--- Available records ---

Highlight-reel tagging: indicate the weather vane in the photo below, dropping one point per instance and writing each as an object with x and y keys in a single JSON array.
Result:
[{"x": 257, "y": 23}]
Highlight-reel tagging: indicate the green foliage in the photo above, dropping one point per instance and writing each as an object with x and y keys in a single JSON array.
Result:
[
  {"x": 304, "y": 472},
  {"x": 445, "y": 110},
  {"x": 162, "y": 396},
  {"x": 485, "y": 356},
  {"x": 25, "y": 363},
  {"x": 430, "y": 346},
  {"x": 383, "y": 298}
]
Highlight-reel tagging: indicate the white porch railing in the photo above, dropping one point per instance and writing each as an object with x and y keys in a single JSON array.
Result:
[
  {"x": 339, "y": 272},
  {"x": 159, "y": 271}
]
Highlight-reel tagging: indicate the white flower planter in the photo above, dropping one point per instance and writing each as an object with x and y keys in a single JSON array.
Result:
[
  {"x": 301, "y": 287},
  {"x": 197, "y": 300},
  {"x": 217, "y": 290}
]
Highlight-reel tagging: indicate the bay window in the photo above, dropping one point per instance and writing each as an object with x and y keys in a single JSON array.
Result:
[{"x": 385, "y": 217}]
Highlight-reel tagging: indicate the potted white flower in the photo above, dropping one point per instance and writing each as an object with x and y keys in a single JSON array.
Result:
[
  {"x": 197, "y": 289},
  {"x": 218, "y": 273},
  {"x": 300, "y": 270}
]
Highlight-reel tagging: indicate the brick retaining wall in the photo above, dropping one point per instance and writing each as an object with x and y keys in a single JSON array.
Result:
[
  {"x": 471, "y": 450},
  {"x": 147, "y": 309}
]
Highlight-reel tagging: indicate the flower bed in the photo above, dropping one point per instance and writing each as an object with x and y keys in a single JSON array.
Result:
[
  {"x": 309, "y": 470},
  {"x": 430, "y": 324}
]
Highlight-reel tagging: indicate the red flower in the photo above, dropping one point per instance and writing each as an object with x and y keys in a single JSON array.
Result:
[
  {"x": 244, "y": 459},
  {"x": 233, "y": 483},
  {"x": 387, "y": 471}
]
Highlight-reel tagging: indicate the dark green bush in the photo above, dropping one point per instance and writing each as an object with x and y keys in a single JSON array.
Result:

---

Repeat every row above, word for word and without changing anything.

_Full answer_
Highlight-reel tagging: indicate the weather vane in the photo below, dropping one point per instance and writing each as an object with x and y keys in a single JSON array.
Result:
[{"x": 257, "y": 23}]
Highlight-reel tagging: indicate the green foliage in the photo above, dropping one point per instance and writing each as an object with x and y keys in a single JSON array.
Result:
[
  {"x": 304, "y": 472},
  {"x": 445, "y": 110},
  {"x": 162, "y": 396},
  {"x": 485, "y": 356},
  {"x": 25, "y": 363},
  {"x": 430, "y": 346},
  {"x": 383, "y": 298}
]
Highlight-reel tagging: indicate the white porch railing in the photo above, dropping one point per instance and writing each as an object with x and y keys in a single JSON array.
Result:
[
  {"x": 339, "y": 272},
  {"x": 159, "y": 271}
]
Highlight-reel tagging: indicate the white flower planter in the photo above, dropping one point per instance and writing each as an object with x and y keys in a single JSON array.
Result:
[
  {"x": 301, "y": 287},
  {"x": 197, "y": 300},
  {"x": 217, "y": 290}
]
Highlight-reel tagging: indicate the bay window in the photo above, dropping one point per instance and writing each as an object with x and y keys in a single JSON array.
Result:
[{"x": 385, "y": 217}]
Highlight-reel tagging: indicate the potted white flower in the photo above, dropping one point per instance and writing each as an object with x and y keys in a single JSON array.
Result:
[
  {"x": 197, "y": 289},
  {"x": 218, "y": 273},
  {"x": 300, "y": 270}
]
Highlight-reel tagging: indicate the brick retaining wall in the photo above, dropping one point per instance and writing each as an object with x and y keys in a single JSON array.
Result:
[
  {"x": 471, "y": 450},
  {"x": 147, "y": 309}
]
Highlight-reel tagging: indicate the flower bed in the photo above, dropping one point per instance and writing each as an object with x and y keys in a single JSON array.
Result:
[
  {"x": 309, "y": 470},
  {"x": 430, "y": 324}
]
Highlight-reel tagging: indicate the red flower in the photo above, dropping one point per instance and writing each as an object with x and y keys in a single JSON array.
Result:
[
  {"x": 244, "y": 459},
  {"x": 233, "y": 483},
  {"x": 387, "y": 471}
]
Highlight-reel tagging: indicate the dark green bush in the photo above, dropping one point per instance and writing each as an object with x and y keys in a single JSON array.
Result:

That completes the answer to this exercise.